Task data ▸

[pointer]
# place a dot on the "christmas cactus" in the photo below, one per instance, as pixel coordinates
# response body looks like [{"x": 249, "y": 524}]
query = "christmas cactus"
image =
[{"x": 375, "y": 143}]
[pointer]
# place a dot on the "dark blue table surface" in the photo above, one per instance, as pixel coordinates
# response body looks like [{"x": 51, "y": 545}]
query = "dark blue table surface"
* * *
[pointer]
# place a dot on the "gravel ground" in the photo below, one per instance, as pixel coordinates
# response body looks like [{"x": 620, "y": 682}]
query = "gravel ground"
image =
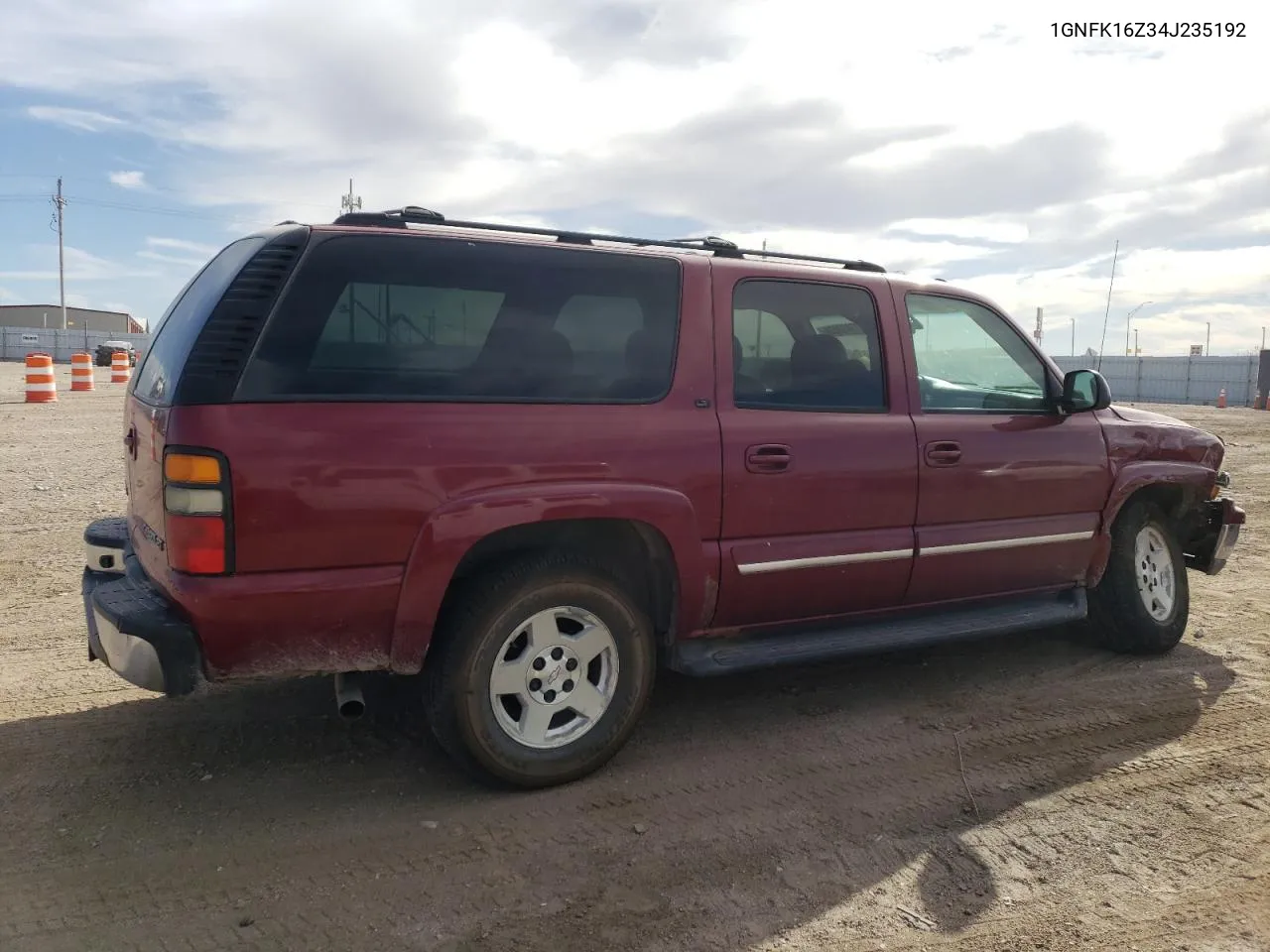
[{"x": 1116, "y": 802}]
--
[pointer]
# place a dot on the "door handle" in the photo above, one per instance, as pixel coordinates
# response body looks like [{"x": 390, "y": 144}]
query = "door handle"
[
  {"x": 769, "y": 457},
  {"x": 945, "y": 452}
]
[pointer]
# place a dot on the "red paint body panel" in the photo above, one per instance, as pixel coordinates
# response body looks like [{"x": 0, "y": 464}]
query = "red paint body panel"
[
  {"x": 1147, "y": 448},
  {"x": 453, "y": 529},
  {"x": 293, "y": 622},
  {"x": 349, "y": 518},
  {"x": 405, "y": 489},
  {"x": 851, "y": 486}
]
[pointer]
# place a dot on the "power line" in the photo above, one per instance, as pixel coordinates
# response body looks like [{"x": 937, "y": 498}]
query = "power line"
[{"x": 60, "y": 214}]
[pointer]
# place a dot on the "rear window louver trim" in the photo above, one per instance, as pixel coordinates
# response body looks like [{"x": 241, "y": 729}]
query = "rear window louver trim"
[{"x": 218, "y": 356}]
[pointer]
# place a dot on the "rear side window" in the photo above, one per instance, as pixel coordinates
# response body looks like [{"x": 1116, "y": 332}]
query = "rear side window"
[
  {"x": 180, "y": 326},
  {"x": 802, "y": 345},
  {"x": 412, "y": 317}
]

Given request ▸
Count the lines in the entries above that contain the word "rear", and give only the number.

Written answer ▸
4